──────── Data excerpts ────────

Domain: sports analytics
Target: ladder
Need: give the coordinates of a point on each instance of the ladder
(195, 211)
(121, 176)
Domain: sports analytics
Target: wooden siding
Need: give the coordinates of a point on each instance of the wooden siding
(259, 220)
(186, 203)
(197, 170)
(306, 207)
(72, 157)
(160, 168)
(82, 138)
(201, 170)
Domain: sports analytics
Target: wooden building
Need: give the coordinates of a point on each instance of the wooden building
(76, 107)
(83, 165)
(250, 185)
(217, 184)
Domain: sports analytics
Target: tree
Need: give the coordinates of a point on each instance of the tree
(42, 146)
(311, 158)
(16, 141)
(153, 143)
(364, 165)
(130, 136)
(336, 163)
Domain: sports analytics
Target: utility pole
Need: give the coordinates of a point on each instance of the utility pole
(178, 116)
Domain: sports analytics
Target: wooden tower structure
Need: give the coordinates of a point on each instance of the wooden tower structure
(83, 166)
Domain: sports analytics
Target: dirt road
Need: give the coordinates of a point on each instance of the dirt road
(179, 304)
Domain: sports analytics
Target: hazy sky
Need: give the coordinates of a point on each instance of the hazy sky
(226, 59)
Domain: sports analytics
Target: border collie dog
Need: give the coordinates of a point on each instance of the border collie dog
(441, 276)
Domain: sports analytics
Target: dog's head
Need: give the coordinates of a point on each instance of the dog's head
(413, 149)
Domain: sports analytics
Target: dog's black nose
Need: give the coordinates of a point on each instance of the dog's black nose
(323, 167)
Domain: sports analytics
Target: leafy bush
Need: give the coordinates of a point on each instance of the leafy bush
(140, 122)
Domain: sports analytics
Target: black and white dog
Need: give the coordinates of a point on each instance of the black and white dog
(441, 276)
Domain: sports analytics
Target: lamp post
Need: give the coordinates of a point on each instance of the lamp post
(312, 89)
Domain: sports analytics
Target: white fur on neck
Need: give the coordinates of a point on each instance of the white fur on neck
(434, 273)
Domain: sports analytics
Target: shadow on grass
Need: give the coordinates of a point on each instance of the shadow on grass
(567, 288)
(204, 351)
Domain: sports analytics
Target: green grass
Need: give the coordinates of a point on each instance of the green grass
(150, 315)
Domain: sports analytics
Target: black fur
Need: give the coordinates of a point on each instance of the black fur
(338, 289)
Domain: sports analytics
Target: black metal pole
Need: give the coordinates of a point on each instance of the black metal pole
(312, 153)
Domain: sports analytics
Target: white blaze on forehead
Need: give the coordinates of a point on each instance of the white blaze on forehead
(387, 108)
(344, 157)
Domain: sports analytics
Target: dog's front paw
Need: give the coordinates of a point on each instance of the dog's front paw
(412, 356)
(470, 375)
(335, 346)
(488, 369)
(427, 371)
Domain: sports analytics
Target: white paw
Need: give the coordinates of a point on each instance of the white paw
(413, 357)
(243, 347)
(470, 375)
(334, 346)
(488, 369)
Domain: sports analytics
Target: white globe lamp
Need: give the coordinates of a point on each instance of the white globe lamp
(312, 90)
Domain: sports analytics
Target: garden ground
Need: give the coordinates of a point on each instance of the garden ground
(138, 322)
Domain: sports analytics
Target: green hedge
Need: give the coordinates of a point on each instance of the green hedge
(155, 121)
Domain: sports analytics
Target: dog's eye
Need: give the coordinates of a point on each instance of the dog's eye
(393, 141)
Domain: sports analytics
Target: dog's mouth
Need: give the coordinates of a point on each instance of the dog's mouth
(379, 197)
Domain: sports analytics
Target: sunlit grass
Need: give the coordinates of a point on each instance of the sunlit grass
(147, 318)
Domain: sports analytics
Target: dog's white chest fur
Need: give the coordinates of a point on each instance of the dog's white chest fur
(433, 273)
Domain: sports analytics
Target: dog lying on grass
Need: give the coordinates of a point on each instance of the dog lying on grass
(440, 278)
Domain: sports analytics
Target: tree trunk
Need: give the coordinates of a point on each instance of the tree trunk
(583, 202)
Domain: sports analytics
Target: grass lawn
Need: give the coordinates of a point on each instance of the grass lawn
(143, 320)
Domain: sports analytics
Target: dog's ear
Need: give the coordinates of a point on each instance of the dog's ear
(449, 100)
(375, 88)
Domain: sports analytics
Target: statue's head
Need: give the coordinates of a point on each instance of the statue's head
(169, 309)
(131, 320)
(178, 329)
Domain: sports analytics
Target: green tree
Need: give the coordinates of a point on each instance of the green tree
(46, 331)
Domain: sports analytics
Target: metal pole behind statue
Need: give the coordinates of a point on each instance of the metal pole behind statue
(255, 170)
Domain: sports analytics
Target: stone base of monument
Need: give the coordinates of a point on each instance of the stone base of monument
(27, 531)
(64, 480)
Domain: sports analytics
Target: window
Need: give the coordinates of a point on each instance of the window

────────

What to work on:
Return all of the entries exactly as written.

Final answer:
Domain: sports analytics
Target: ladder
Need: give the coordinates of a point on each instance of the ladder
(195, 211)
(121, 176)
Domain: sports analytics
Target: wooden siding
Need: give the coordinates of a point on each instance of the wooden siding
(259, 220)
(186, 203)
(197, 170)
(306, 207)
(72, 157)
(160, 168)
(82, 138)
(201, 170)
Domain: sports analytics
Target: wooden building
Need: give the coordinates of a point on each instance of the wooden building
(76, 107)
(83, 165)
(250, 185)
(217, 184)
Domain: sports analytics
Target: tree
Need: give the coordinates of a point on each instance of the tree
(42, 146)
(311, 158)
(16, 141)
(153, 143)
(364, 165)
(130, 136)
(336, 163)
Domain: sports analytics
Target: utility pole
Need: give the coordinates of a point on each instance of the utility pole
(178, 116)
Domain: sports analytics
Target: wooden tower structure
Need: give the coordinates of a point on each instance of the wooden tower structure
(83, 166)
Domain: sports analytics
Target: dirt road
Need: give the coordinates of a point on each instance of the dirt road
(179, 304)
Domain: sports analytics
Target: hazy sky
Need: give the coordinates of a point on each instance of the hazy sky
(226, 59)
Domain: sports analytics
Target: border collie dog
Need: give the coordinates of a point on each instance of the border collie dog
(441, 276)
Domain: sports analytics
Target: dog's head
Need: give the coordinates of a point on each instance of the dog's head
(413, 149)
Domain: sports analytics
Target: dog's black nose
Need: give the coordinates of a point on each instance of the dog's black nose
(323, 167)
Domain: sports analytics
Target: leafy bush
Need: give the coordinates of a point on each instance of the leafy bush
(140, 122)
Domain: sports analytics
Target: black and white dog
Need: give the coordinates of a point on each instance of the black and white dog
(441, 276)
Domain: sports analytics
Target: lamp post
Need: give the coordinates of a point on each instance of the lamp post
(312, 89)
Domain: sports analytics
Target: white fur on neck
Need: give the coordinates of a point on each instance of the white fur on neck
(434, 273)
Domain: sports analytics
Target: shadow on grass
Need: give the coordinates of a point on each instance of the shadow on grass
(567, 288)
(204, 351)
Domain: sports analytics
Target: green grass
Need: give the coordinates of a point on each instance of the green grass
(150, 315)
Domain: sports analytics
Target: black fur
Need: give the coordinates of a point on each instance of the black fur
(338, 289)
Domain: sports analytics
Target: black metal pole
Need: give the coordinates of a point on each instance of the black metal pole
(312, 153)
Domain: sports analytics
Target: white blaze on forehead
Need: give the coordinates of a point on each instance of the white blaze on forehead
(387, 108)
(344, 157)
Domain: sports analytics
Target: dog's front paw
Need: give the coordinates of a point on each instance of the dog's front paw
(412, 356)
(470, 375)
(335, 346)
(488, 369)
(427, 371)
Domain: sports analytics
Target: white paw
Need: give the coordinates of a point on each instance of the white paw
(413, 357)
(243, 347)
(470, 375)
(334, 346)
(488, 369)
Domain: sports analytics
Target: white globe lamp
Need: give the coordinates of a point on each instance of the white globe lamp
(312, 90)
Domain: sports analytics
Target: garden ground
Need: give the coordinates of a point on each instance of the garden ground
(138, 322)
Domain: sports analytics
Target: green hedge
Need: give the coordinates of a point on each instance of the green hedge
(155, 121)
Domain: sports analytics
Target: dog's eye
Need: give the coordinates of a point on each instance of the dog's eye
(393, 141)
Domain: sports analytics
Target: dog's mouth
Need: give the coordinates of a point on each instance of the dog's mouth
(379, 197)
Domain: sports analytics
Target: sunlit grass
Need: give the coordinates of a point on each instance of the sunlit grass
(147, 318)
Domain: sports analytics
Target: dog's white chest fur
Need: give the coordinates of a point on each instance of the dog's white chest fur
(433, 273)
Domain: sports analytics
Target: dog lying on grass
Need: give the coordinates of a point on each instance of the dog lying on grass
(440, 278)
Domain: sports analytics
Target: tree trunk
Need: give the coordinates of a point on each instance of the tree trunk
(583, 202)
Domain: sports analytics
Target: grass lawn
Need: give the coordinates of a point on each instance of the grass lawn
(143, 320)
Domain: sports analytics
Target: dog's ear
Need: give the coordinates of a point on each instance of the dog's ear
(449, 100)
(375, 88)
Domain: sports analytics
Target: statue's head
Need: give the coordinates of a point on each instance of the statue's head
(169, 309)
(131, 320)
(178, 329)
Domain: sports analytics
Target: green tree
Need: give the coordinates of a point on each instance of the green tree
(46, 331)
Domain: sports analytics
Target: metal pole behind statue
Need: give the coordinates of a point on each instance of the metal pole behind statue
(255, 170)
Domain: sports analytics
Target: stone base of monument
Need: give the coordinates of a point on each instance of the stone base of monument
(27, 531)
(64, 480)
Domain: sports analytics
Target: window
Need: give the coordinates of a point on each instance of the window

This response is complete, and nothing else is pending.